* **Exercise**
Take the line containing "of the wispy" and all lines after it to the end of the records, and output them exactly.

Start of Given records

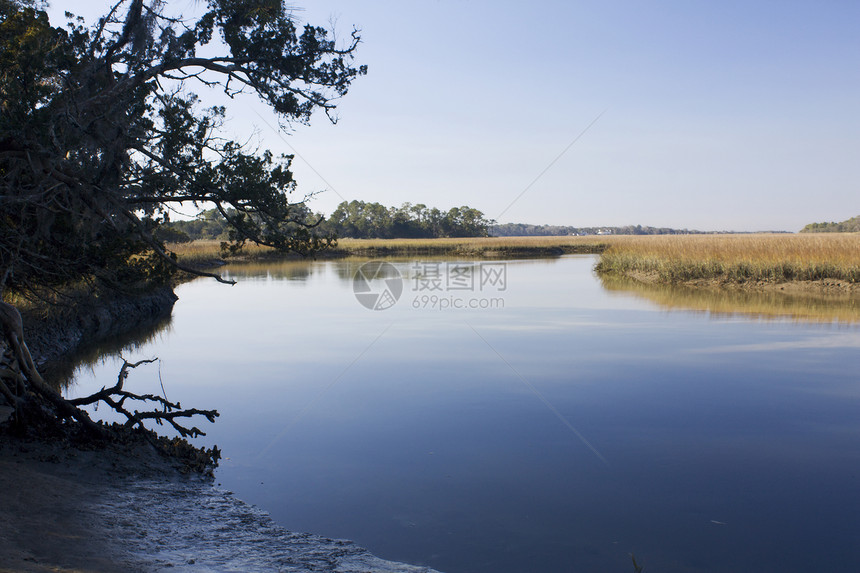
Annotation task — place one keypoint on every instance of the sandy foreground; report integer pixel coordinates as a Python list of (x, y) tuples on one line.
[(50, 500), (65, 510)]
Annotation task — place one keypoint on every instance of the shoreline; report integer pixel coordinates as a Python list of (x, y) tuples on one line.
[(67, 509), (822, 287)]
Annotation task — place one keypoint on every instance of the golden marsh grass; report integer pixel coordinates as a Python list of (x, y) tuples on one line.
[(738, 258), (671, 258)]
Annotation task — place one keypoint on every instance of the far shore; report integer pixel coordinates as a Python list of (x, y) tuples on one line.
[(797, 263)]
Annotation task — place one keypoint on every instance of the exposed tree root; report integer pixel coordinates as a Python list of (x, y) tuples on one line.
[(41, 411)]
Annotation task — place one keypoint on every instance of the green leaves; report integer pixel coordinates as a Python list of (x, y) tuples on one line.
[(102, 133)]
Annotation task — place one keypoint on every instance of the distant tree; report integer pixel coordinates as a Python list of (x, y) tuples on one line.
[(851, 225), (101, 136), (357, 219)]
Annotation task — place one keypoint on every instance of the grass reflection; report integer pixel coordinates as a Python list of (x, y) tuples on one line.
[(722, 302)]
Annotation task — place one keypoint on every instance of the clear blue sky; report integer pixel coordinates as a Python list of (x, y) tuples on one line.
[(715, 115)]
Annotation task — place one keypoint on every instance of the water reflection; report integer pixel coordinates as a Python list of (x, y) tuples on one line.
[(762, 305), (61, 372)]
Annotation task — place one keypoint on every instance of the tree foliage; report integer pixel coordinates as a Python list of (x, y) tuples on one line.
[(101, 135), (101, 138)]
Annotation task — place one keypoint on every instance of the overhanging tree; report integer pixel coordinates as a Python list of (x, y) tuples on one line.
[(102, 135)]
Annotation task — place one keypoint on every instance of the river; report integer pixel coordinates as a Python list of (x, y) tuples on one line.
[(511, 416)]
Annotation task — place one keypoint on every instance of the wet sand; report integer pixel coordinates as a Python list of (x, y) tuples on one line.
[(65, 510)]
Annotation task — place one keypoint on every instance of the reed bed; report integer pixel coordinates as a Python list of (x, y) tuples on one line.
[(669, 258), (202, 253), (737, 258)]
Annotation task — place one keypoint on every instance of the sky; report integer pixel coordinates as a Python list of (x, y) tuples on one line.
[(731, 115)]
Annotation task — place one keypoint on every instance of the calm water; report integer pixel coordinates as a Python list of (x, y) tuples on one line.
[(576, 425)]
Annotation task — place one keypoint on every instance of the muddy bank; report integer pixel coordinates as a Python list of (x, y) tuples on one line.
[(110, 510), (76, 325)]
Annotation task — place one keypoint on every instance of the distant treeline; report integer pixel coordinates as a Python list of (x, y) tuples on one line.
[(355, 219), (363, 220), (851, 225), (525, 230), (360, 220)]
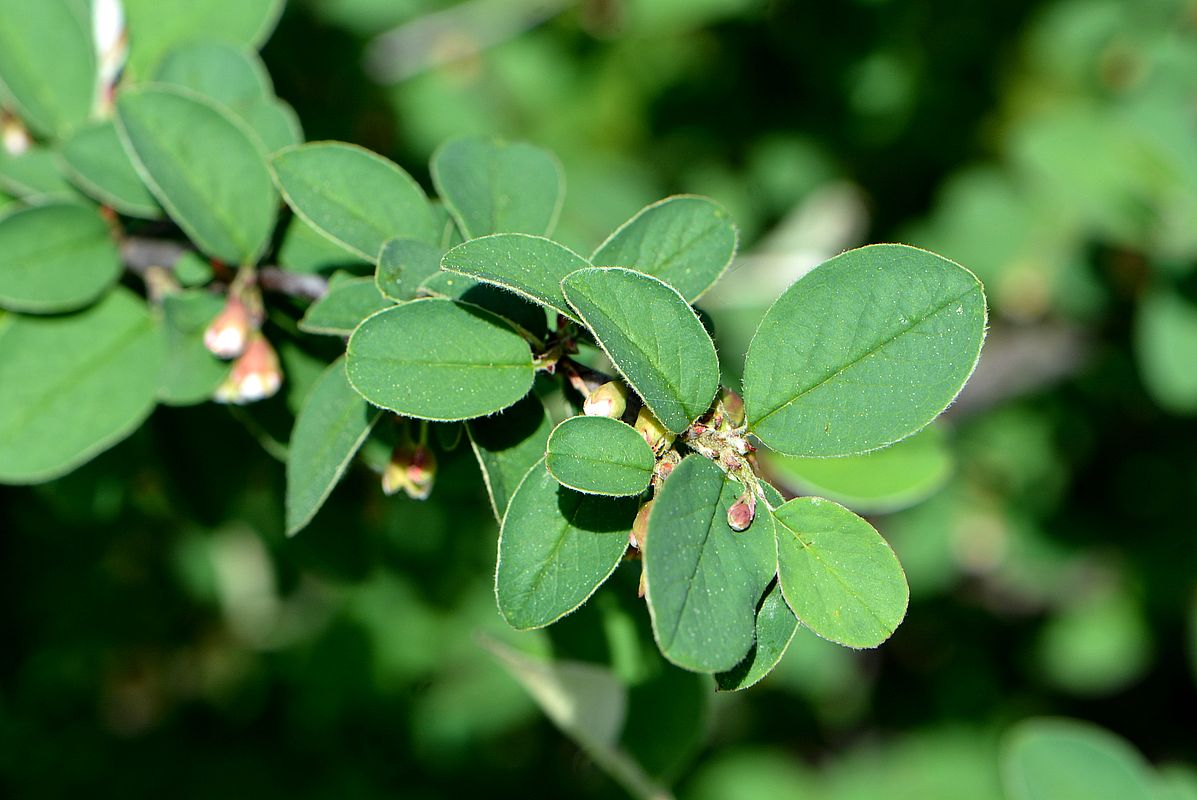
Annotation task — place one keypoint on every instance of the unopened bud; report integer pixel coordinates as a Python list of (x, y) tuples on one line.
[(254, 376), (229, 333), (608, 400), (413, 468), (742, 511), (654, 432)]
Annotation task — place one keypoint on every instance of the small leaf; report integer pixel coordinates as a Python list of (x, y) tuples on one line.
[(353, 197), (703, 579), (863, 351), (599, 455), (47, 64), (190, 373), (838, 575), (332, 424), (556, 547), (654, 337), (403, 265), (888, 479), (685, 241), (508, 444), (56, 258), (492, 186), (73, 386), (473, 365), (532, 266), (204, 165), (97, 163), (344, 307), (776, 626)]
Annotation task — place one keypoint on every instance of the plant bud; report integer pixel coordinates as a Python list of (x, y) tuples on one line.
[(608, 400), (742, 511), (654, 432), (254, 376), (413, 468), (229, 333)]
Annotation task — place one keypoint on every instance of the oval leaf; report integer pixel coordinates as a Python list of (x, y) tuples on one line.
[(685, 241), (492, 186), (703, 579), (353, 197), (532, 266), (332, 424), (863, 351), (600, 455), (56, 258), (839, 576), (439, 359), (556, 547), (654, 337), (205, 167), (73, 386)]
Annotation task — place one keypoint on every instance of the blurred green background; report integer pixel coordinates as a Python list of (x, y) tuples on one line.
[(162, 637)]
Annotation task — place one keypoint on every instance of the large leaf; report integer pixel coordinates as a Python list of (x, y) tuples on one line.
[(776, 626), (439, 359), (532, 266), (73, 386), (492, 186), (55, 258), (703, 579), (506, 446), (839, 576), (556, 547), (157, 26), (332, 424), (1065, 759), (205, 167), (353, 197), (685, 241), (654, 337), (98, 164), (47, 64), (600, 455), (863, 351)]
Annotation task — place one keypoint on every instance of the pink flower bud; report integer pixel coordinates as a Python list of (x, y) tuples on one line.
[(254, 376), (229, 333)]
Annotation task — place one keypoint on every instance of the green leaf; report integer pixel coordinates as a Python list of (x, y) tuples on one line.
[(353, 197), (863, 351), (508, 444), (1065, 759), (439, 359), (599, 455), (492, 186), (47, 64), (73, 386), (403, 265), (156, 28), (839, 576), (342, 308), (332, 424), (190, 374), (654, 337), (776, 626), (56, 258), (97, 163), (685, 241), (530, 266), (204, 165), (888, 479), (703, 579), (556, 547), (1166, 350)]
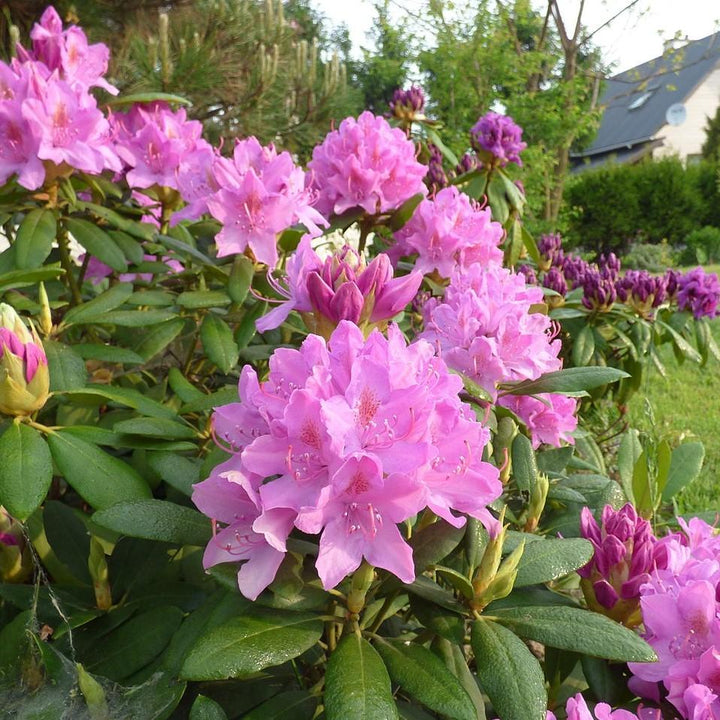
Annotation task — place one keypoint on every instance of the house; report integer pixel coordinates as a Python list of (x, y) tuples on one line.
[(658, 108)]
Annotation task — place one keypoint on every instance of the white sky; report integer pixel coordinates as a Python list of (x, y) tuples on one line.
[(636, 36)]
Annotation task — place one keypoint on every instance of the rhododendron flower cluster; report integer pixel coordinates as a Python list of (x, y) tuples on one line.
[(624, 556), (447, 232), (699, 292), (681, 613), (343, 287), (261, 193), (486, 330), (49, 121), (365, 164), (500, 136), (345, 440), (156, 142)]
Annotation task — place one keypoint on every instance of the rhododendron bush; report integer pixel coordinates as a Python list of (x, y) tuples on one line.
[(309, 442)]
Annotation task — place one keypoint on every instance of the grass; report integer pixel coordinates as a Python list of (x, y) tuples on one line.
[(685, 405)]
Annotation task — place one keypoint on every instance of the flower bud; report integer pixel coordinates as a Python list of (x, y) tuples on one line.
[(24, 377)]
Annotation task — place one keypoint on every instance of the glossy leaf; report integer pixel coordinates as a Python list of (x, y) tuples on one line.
[(245, 645), (25, 470), (509, 673), (100, 479), (357, 684)]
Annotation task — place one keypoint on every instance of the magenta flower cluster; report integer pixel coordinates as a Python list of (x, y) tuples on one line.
[(447, 232), (49, 121), (342, 287), (681, 614), (365, 164), (486, 330), (500, 136), (344, 440)]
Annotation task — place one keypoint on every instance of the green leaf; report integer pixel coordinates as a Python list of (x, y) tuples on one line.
[(240, 279), (25, 470), (357, 684), (204, 708), (158, 338), (107, 353), (97, 243), (584, 346), (175, 470), (156, 520), (34, 238), (508, 672), (294, 705), (137, 318), (577, 630), (66, 367), (100, 479), (135, 643), (524, 466), (156, 427), (550, 559), (95, 309), (193, 299), (244, 645), (570, 380), (218, 341), (426, 678), (685, 465), (628, 454)]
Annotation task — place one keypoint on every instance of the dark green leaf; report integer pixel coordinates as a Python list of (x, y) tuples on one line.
[(156, 427), (96, 308), (156, 520), (550, 559), (158, 338), (34, 238), (97, 242), (577, 630), (25, 470), (508, 672), (426, 678), (357, 684), (100, 479), (218, 341), (66, 367), (685, 465), (570, 380), (295, 705), (245, 645)]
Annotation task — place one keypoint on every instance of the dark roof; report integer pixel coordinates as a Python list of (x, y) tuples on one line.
[(668, 79)]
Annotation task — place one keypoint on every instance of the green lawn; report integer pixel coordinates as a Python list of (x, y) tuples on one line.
[(686, 405)]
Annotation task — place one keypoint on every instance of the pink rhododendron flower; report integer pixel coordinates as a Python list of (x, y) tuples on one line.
[(549, 417), (348, 439), (447, 232), (342, 287), (681, 614), (367, 164), (261, 194), (155, 142), (486, 329)]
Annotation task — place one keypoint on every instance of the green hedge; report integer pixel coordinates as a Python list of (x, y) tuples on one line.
[(614, 207)]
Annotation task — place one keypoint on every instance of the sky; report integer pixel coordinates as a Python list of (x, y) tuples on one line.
[(633, 38)]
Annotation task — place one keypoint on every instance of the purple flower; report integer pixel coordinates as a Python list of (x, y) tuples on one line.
[(624, 556), (500, 136), (261, 194), (365, 164), (447, 232), (699, 292), (357, 435), (486, 330)]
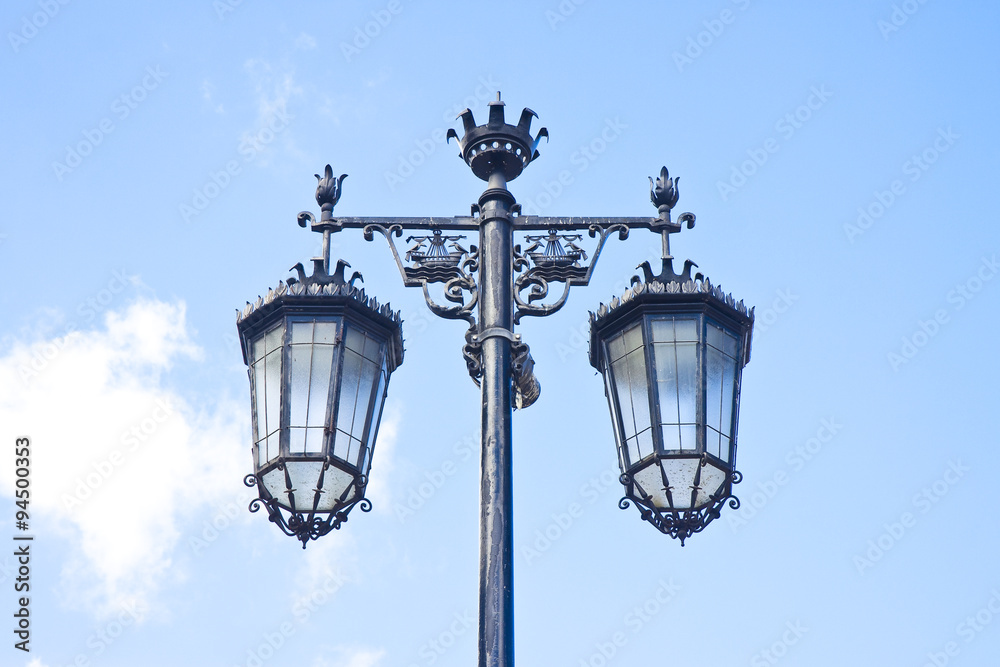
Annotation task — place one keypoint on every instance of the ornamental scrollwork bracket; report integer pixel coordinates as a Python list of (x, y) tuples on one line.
[(558, 262), (433, 262)]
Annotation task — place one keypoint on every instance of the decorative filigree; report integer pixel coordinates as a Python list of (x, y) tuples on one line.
[(664, 192), (553, 254), (681, 524), (697, 286), (307, 525), (454, 269), (498, 145), (526, 386), (321, 277), (436, 253), (570, 273)]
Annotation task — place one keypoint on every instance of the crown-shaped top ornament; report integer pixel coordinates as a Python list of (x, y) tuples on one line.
[(498, 145)]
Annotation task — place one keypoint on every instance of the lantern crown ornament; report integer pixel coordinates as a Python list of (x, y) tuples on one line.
[(672, 349), (498, 145), (319, 353)]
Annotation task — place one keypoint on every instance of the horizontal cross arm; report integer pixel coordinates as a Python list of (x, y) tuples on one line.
[(524, 223)]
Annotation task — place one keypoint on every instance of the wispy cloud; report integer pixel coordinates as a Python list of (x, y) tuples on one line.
[(208, 94), (305, 42), (351, 657), (117, 458)]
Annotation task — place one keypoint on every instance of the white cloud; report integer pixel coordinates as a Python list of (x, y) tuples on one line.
[(351, 657), (117, 458), (274, 88), (208, 94), (305, 42)]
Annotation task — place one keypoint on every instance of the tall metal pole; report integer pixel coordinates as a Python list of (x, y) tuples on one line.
[(496, 322)]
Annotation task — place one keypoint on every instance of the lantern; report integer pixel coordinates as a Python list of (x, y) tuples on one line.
[(672, 351), (319, 354)]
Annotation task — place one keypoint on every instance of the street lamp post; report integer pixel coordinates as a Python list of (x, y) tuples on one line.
[(671, 350)]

End of Given records

* **Result of this task**
Annotation task — place one keypoint on every instance of the wispy cloud; report integer pixel coordinates as a Python list of (x, y) tuples on one line.
[(208, 94), (305, 42), (351, 657), (117, 458)]
Annotation task — place one keypoint on every instance of the white cloud; report integer pixel coordinates as a Python list of (x, y) tuples on one line.
[(351, 657), (117, 458), (274, 88), (208, 94), (305, 42)]
Annotation task — place one keypoint on every instance of the tall metal pole; report integer pixel coordinates as a Python list of (x, y) tuples on one line.
[(496, 322)]
Annotation task — place one keypoint on every instance of the lantern; report integer pixel coordinates as a Python list of (x, y) tuples on one line.
[(672, 351), (319, 354)]
Annotation task — place one keypoint on every instance of the street lamp post; report integer pixel coordinates as a Python list of (x, y) tuples on one line.
[(671, 350)]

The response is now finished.